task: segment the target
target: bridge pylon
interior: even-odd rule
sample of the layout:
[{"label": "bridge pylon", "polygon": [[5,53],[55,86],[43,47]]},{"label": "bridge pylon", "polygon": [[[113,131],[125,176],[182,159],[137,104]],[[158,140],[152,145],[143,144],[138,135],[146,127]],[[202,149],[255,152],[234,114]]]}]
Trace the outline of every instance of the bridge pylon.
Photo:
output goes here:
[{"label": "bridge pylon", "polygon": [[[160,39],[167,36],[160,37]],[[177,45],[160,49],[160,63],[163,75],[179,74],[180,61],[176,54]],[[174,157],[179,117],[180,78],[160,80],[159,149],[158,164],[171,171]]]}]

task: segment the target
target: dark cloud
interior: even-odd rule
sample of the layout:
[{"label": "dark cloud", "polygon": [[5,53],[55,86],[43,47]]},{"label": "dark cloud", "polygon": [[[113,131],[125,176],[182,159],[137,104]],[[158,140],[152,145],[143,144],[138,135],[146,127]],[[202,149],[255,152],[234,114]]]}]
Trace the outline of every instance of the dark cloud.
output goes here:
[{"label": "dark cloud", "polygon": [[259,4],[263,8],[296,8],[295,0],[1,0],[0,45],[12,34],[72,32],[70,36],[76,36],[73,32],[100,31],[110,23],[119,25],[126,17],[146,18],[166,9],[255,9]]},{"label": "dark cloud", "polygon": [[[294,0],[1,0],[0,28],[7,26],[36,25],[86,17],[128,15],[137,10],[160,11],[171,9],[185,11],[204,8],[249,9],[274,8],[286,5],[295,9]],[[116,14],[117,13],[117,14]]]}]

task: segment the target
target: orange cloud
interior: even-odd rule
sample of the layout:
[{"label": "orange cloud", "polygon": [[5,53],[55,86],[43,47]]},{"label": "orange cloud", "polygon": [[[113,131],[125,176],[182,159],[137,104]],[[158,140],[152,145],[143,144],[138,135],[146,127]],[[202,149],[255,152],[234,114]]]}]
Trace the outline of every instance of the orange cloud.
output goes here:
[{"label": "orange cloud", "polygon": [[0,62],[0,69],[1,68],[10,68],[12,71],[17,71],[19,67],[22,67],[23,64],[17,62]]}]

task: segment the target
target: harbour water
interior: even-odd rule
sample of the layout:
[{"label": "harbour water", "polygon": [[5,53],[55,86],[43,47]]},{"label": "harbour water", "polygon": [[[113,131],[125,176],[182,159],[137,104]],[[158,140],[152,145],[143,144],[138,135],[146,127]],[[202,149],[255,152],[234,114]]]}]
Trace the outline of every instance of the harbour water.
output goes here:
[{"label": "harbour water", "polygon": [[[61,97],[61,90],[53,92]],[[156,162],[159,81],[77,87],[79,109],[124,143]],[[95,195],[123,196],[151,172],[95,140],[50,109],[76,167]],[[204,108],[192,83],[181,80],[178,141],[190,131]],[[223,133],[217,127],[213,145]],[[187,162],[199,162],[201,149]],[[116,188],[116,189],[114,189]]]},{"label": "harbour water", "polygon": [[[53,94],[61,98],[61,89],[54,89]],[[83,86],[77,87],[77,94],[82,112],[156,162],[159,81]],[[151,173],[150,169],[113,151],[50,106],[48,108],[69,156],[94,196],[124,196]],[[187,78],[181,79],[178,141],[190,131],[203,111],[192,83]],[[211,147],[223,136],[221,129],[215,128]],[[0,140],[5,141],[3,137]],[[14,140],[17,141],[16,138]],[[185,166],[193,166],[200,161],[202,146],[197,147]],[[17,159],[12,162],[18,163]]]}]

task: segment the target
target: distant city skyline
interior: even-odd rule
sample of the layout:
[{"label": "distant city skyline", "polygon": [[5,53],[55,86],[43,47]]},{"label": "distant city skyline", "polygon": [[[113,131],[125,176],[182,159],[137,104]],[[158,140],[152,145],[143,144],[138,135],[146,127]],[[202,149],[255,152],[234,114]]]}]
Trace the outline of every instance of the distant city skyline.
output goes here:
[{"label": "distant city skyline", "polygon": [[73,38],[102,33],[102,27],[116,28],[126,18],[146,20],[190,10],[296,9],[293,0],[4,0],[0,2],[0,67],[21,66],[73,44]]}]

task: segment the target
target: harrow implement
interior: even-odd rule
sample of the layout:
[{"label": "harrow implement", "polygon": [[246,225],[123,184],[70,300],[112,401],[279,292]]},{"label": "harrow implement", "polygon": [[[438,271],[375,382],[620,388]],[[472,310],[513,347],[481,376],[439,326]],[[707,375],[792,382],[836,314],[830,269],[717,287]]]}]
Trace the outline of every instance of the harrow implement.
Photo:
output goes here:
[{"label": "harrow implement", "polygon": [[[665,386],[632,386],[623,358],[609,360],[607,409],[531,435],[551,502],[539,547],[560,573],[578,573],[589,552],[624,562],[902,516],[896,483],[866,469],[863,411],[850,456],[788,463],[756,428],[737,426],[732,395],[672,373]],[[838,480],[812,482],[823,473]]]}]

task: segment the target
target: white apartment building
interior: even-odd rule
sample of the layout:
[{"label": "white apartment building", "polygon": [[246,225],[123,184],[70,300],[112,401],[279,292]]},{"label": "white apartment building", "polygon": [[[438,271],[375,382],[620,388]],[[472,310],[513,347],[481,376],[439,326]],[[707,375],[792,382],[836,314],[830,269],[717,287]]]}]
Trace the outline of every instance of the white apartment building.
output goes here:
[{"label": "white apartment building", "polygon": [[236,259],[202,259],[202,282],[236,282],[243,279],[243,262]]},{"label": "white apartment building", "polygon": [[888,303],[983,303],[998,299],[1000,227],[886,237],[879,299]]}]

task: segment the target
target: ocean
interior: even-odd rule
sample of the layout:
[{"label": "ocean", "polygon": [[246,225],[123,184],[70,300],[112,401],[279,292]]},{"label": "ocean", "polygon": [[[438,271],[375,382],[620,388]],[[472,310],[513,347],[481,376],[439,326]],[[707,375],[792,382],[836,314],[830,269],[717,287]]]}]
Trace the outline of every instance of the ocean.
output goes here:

- - -

* WORK ORDER:
Write out every line from the entries where "instance" appears.

* PROBLEM SOLUTION:
Trace the outline of every instance of the bridge pylon.
Trace the outline of every instance of the dark cloud.
Trace the outline of every instance of the orange cloud.
Trace the outline of every instance of the harbour water.
Trace the outline of every instance of the distant city skyline.
Trace the outline of every instance of the harrow implement.
Trace the outline of every instance of the white apartment building.
Trace the outline of every instance of the ocean.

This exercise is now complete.